** begin GIVEN RECORDS **

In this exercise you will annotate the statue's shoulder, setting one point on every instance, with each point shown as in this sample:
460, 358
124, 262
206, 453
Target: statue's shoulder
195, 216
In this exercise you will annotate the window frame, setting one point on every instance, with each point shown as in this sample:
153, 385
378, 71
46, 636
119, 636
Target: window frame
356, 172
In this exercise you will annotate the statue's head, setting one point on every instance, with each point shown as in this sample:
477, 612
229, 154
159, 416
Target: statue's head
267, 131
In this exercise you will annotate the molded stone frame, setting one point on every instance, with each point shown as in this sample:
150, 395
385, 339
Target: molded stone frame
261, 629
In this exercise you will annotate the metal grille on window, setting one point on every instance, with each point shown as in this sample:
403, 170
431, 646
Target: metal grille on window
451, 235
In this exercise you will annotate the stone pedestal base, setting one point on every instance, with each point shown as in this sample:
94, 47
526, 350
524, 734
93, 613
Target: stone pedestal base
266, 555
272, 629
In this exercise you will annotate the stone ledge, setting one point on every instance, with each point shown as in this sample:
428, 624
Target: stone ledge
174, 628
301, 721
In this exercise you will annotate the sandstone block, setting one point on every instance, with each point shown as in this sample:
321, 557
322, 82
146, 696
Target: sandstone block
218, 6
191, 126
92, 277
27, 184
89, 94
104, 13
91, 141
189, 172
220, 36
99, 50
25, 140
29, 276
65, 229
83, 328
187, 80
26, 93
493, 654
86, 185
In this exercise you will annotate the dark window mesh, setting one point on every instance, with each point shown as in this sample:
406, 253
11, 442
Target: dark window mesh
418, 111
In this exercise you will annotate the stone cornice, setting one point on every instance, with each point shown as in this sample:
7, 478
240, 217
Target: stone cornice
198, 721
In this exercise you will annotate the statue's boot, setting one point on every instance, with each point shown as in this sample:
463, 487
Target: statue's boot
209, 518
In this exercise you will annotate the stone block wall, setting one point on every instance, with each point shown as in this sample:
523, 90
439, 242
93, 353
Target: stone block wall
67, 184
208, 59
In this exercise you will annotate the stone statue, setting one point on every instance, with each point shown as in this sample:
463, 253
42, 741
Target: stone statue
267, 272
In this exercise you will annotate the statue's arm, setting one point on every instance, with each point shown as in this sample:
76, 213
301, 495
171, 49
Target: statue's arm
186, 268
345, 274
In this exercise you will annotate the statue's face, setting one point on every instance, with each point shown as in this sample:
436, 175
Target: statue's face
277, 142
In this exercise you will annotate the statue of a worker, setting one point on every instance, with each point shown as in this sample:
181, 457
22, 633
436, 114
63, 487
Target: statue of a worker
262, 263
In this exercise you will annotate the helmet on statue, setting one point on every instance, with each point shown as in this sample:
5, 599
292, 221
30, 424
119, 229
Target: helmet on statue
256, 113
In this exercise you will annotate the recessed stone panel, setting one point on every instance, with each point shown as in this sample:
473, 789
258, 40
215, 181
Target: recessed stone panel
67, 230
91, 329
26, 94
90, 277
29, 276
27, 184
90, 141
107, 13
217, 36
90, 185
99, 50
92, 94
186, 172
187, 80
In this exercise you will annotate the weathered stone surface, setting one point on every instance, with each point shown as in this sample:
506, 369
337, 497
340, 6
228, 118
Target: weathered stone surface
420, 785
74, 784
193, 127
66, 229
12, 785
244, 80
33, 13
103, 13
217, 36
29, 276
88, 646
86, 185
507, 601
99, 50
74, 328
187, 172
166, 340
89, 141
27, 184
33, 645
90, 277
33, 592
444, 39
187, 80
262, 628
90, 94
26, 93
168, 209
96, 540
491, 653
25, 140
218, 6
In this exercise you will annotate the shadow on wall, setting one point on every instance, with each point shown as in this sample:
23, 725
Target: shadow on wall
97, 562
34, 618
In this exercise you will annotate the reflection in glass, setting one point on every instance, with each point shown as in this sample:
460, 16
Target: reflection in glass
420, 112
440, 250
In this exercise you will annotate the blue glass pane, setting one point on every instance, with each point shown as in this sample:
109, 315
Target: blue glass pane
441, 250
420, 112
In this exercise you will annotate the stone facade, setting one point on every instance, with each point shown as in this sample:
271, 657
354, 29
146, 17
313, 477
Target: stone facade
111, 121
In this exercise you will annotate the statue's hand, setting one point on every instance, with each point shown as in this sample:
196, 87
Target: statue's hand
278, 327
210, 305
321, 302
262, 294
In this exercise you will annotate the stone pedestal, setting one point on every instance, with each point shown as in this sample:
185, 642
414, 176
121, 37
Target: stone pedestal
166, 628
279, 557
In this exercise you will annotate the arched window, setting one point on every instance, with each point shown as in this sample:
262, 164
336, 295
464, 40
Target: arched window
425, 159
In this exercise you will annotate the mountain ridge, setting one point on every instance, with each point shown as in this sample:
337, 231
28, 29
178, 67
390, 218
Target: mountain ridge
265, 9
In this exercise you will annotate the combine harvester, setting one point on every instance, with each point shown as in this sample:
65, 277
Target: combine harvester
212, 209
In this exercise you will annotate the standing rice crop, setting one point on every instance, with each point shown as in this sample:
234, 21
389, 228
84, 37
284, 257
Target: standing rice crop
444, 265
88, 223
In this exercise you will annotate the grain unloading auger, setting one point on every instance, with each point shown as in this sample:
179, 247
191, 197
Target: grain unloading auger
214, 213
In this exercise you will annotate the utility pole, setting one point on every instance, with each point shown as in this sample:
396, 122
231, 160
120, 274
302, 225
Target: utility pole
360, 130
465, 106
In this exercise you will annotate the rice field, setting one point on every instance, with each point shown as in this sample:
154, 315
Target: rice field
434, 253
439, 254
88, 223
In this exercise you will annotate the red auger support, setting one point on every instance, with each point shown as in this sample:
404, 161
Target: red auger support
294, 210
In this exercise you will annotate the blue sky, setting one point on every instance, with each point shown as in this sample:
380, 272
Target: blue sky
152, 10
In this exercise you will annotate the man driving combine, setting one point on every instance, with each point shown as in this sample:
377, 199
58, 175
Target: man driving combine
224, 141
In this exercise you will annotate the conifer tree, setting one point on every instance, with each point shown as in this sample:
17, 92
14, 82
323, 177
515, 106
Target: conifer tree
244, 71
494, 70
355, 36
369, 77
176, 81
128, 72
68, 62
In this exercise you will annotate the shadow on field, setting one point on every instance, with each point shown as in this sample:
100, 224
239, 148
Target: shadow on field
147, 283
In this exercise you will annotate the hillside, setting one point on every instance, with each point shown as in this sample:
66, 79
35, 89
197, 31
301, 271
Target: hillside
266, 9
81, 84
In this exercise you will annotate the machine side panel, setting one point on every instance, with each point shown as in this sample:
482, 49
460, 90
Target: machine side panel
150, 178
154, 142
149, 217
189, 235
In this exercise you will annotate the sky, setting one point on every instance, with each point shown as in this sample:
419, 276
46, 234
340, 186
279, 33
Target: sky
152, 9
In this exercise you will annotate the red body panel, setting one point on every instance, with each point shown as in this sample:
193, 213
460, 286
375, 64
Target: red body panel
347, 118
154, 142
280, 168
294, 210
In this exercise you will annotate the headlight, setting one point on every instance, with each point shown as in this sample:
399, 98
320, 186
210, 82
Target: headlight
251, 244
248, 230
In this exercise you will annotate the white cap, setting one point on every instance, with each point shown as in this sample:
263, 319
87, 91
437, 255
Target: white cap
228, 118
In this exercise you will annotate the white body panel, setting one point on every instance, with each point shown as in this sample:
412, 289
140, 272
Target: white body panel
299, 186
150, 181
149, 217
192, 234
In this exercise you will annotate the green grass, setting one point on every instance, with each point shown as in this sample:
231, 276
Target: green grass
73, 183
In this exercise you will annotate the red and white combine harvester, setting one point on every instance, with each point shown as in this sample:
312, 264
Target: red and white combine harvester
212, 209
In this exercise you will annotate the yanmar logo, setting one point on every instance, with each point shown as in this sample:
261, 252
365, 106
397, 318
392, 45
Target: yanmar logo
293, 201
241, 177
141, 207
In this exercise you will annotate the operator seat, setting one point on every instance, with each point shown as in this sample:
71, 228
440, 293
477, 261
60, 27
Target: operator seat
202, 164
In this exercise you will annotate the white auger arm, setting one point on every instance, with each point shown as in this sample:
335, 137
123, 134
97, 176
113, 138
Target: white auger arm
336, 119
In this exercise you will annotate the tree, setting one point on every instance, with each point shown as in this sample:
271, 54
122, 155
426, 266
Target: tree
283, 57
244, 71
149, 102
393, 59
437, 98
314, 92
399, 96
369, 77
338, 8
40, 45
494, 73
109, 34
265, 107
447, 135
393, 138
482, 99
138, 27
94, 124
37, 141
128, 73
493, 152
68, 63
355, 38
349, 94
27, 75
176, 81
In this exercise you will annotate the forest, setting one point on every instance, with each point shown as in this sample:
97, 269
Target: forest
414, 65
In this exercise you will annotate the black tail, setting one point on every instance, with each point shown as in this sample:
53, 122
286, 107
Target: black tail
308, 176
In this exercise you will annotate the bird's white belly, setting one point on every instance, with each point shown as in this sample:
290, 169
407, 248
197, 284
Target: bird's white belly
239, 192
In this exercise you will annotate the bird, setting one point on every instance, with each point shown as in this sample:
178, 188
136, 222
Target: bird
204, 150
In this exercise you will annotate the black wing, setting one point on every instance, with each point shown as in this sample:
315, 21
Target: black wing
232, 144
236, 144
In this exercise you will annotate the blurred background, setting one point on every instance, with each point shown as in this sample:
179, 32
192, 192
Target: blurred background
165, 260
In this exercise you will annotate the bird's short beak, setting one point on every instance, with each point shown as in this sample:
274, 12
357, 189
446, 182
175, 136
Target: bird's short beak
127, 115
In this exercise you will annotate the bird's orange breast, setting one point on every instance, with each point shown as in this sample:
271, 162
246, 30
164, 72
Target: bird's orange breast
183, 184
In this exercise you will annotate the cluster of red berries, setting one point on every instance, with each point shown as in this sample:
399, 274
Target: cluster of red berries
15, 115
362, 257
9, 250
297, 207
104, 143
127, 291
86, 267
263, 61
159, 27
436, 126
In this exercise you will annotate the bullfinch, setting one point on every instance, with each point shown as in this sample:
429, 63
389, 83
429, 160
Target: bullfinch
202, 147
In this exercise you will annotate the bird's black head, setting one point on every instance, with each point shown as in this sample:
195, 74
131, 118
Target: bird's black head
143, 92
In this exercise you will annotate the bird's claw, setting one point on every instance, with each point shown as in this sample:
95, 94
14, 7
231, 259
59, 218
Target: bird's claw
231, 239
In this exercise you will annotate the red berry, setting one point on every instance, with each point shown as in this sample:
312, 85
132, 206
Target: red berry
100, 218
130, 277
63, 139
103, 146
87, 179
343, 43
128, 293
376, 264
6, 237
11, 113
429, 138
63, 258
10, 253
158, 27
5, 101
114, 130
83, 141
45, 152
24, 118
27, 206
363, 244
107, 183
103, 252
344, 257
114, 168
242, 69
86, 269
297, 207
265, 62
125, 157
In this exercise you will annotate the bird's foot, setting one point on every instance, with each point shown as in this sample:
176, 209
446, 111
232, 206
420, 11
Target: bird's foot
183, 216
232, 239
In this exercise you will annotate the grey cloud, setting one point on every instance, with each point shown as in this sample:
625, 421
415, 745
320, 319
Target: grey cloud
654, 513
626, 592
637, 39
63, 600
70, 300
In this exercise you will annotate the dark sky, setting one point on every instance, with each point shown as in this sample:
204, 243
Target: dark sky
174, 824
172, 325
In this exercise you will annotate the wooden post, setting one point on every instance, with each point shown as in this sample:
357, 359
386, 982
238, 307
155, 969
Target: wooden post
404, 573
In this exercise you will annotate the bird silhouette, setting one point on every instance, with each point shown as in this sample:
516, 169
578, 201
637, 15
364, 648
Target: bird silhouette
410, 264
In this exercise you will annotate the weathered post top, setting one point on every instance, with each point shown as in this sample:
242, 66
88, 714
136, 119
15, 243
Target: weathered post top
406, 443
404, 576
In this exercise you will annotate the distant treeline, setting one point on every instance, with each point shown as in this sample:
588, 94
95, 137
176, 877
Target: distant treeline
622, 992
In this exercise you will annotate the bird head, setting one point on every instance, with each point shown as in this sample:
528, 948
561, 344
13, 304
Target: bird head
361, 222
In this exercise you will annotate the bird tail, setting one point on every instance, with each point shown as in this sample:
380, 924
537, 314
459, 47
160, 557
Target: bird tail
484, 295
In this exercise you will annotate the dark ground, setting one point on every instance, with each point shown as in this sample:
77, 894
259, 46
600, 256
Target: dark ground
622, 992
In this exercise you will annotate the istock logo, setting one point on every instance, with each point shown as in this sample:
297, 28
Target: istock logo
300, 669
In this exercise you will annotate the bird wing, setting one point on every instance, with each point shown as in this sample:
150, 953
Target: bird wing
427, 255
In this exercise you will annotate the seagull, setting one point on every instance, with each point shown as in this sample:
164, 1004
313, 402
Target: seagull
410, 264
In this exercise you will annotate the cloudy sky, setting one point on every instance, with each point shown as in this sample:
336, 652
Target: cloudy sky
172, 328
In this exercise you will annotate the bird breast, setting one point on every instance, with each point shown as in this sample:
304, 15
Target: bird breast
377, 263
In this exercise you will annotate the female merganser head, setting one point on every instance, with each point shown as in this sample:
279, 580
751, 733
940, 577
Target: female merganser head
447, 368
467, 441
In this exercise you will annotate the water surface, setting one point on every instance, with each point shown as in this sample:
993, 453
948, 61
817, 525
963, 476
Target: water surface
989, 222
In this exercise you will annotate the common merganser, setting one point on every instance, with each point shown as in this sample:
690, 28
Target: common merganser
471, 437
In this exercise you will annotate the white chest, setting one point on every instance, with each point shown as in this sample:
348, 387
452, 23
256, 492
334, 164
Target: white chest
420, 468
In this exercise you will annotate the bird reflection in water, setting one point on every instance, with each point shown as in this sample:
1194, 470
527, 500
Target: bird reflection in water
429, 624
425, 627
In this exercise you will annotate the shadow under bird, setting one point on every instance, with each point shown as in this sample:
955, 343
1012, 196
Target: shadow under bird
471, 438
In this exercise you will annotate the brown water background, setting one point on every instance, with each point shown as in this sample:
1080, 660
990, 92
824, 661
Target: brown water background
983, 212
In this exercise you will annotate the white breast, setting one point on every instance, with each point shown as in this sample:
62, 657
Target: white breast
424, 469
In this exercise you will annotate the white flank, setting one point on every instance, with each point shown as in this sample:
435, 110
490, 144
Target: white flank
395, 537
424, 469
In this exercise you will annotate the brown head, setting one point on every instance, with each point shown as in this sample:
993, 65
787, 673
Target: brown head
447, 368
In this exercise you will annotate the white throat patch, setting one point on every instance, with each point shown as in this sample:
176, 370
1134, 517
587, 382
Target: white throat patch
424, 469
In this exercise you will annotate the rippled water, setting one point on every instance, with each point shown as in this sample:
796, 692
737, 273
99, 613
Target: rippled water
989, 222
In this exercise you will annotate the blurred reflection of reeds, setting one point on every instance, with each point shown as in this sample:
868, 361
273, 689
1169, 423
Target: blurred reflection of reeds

** end GIVEN RECORDS **

TASK TO COMPLETE: Please retype, exactly as written, every line from the line containing "In this exercise you will annotate the white breast, setting" through the last line of the records above, including both of those lines, and nothing else.

TASK RESULT:
In this exercise you will annotate the white breast, setting one point on every instance, with each point shown as in this sample:
62, 657
Target: white breast
424, 469
In this exercise you will annotate the white flank, setting one point on every instance, with each point shown as in this sample:
435, 110
490, 144
Target: white flank
395, 537
424, 469
In this exercise you will annotate the brown head, setting one point on every instance, with each point shown as in this sample:
993, 65
787, 673
Target: brown head
447, 368
In this exercise you will annotate the white throat patch, setting one point on every instance, with each point shown as in this sample:
176, 370
1134, 517
587, 382
Target: white throat patch
424, 469
In this exercise you will annotate the rippled water, setting one point on every instance, with each point shown as in this sample:
796, 692
737, 273
99, 613
Target: rippled water
989, 222
In this exercise you will annotate the blurred reflection of reeds, setting one point on every instance, with each point shown as in this sample:
868, 361
273, 689
1169, 423
Target: blurred reflection of reeds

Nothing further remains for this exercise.